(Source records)
________________
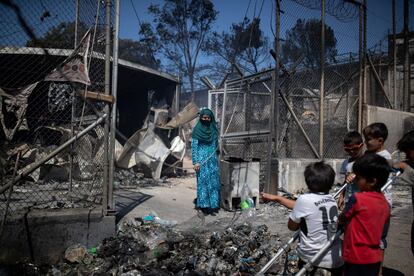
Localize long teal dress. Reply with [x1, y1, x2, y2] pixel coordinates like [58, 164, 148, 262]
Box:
[191, 138, 220, 209]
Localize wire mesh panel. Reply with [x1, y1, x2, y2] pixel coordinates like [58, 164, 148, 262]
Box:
[210, 74, 270, 161]
[0, 0, 113, 214]
[278, 0, 360, 158]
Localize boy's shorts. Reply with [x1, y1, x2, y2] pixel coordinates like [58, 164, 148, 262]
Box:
[343, 262, 381, 276]
[298, 259, 343, 276]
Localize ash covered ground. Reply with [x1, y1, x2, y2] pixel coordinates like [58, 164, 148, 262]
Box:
[0, 175, 414, 276]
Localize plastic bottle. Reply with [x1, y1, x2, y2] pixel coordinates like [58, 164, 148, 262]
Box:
[240, 185, 256, 222]
[154, 217, 177, 227]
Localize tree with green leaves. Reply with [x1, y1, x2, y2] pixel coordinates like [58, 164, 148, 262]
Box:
[207, 17, 270, 76]
[140, 0, 218, 99]
[281, 19, 337, 68]
[26, 22, 160, 69]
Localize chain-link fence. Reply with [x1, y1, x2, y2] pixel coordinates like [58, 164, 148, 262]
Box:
[0, 0, 114, 218]
[209, 0, 412, 189]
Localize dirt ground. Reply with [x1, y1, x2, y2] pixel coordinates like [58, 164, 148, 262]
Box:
[115, 174, 414, 275]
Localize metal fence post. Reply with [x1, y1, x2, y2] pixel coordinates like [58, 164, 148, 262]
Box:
[319, 0, 325, 158]
[403, 0, 411, 112]
[392, 0, 399, 109]
[108, 0, 119, 210]
[102, 0, 112, 214]
[358, 1, 363, 132]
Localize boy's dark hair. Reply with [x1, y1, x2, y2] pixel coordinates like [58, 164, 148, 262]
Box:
[362, 123, 388, 141]
[344, 131, 363, 145]
[352, 152, 391, 191]
[397, 130, 414, 152]
[305, 161, 335, 194]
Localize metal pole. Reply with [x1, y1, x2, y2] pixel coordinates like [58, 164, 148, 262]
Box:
[403, 0, 411, 112]
[174, 76, 181, 115]
[392, 0, 399, 109]
[358, 2, 363, 133]
[102, 0, 112, 215]
[73, 0, 79, 49]
[362, 0, 368, 110]
[108, 0, 120, 210]
[263, 0, 280, 193]
[0, 114, 108, 194]
[319, 0, 325, 158]
[366, 54, 392, 108]
[220, 83, 227, 156]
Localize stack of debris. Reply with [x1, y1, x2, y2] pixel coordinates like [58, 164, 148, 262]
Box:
[8, 219, 297, 276]
[114, 169, 168, 189]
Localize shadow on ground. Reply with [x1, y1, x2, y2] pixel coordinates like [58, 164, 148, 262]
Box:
[114, 188, 152, 223]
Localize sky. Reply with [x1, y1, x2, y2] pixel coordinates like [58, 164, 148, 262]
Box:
[0, 0, 408, 71]
[120, 0, 408, 56]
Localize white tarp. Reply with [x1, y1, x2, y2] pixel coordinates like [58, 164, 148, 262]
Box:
[45, 30, 91, 85]
[135, 127, 170, 179]
[170, 136, 185, 161]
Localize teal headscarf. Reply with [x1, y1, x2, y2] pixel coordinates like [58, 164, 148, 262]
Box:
[192, 108, 218, 143]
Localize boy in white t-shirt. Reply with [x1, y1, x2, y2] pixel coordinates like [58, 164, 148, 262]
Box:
[362, 123, 392, 270]
[261, 161, 343, 275]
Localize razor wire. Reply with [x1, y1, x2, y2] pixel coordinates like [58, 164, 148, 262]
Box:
[0, 0, 114, 215]
[293, 0, 359, 22]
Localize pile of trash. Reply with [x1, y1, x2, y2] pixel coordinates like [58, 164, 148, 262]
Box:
[5, 218, 297, 276]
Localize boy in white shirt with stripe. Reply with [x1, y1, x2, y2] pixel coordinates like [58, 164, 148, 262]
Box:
[262, 161, 343, 275]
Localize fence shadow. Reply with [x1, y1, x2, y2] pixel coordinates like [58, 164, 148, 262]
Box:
[114, 188, 152, 224]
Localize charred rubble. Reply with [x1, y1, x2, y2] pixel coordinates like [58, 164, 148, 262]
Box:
[5, 219, 297, 276]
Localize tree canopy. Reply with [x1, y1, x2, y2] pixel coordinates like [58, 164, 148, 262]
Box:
[281, 19, 337, 68]
[26, 22, 160, 69]
[140, 0, 217, 98]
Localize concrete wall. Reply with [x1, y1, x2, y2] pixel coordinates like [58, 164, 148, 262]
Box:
[272, 158, 343, 194]
[0, 208, 115, 264]
[364, 105, 414, 153]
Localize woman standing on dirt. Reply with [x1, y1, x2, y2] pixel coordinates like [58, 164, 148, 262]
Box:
[191, 108, 220, 214]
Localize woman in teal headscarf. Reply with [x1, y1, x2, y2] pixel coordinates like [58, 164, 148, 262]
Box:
[191, 108, 220, 214]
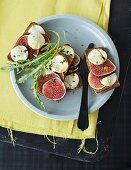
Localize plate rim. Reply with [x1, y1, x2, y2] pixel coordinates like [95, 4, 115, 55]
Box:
[10, 14, 120, 121]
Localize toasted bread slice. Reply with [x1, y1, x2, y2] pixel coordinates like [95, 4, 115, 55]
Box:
[88, 72, 120, 94]
[7, 22, 51, 61]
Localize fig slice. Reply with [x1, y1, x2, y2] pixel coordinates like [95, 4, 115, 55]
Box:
[37, 73, 60, 95]
[15, 35, 39, 60]
[89, 59, 116, 77]
[68, 66, 79, 74]
[42, 77, 66, 101]
[88, 72, 105, 89]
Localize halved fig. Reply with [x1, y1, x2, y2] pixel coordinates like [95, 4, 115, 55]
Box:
________________
* _Given request_
Render the lines of the records as a JSON list of strings, one string per line and no blank lines, starting at the line that contains "Localize chain-link fence." and ending after the line that contains "[305, 161, 335, 194]", with both included.

* _The solution_
[
  "Localize chain-link fence. Reply with [x1, y1, x2, y2] pixel coordinates like [58, 164, 148, 262]",
  "Box:",
  "[0, 0, 114, 218]",
  "[209, 0, 412, 189]",
  "Localize dirt ground. Reply with [x1, y1, x2, y2] pixel coordinates like [58, 164, 148, 262]",
  "Box:",
  "[115, 174, 414, 275]",
  "Localize metal fence post. Reply with [x1, y1, x2, y2] pixel coordinates like [58, 164, 148, 262]",
  "Box:",
  "[319, 0, 325, 158]",
  "[403, 0, 411, 112]",
  "[392, 0, 399, 109]",
  "[108, 0, 119, 210]",
  "[102, 0, 112, 214]",
  "[358, 1, 363, 132]",
  "Localize boy's dark hair. Reply with [x1, y1, x2, y2] pixel coordinates like [58, 164, 148, 262]",
  "Box:",
  "[362, 123, 388, 141]",
  "[344, 131, 363, 145]",
  "[352, 152, 391, 191]",
  "[397, 130, 414, 152]",
  "[305, 161, 335, 194]"
]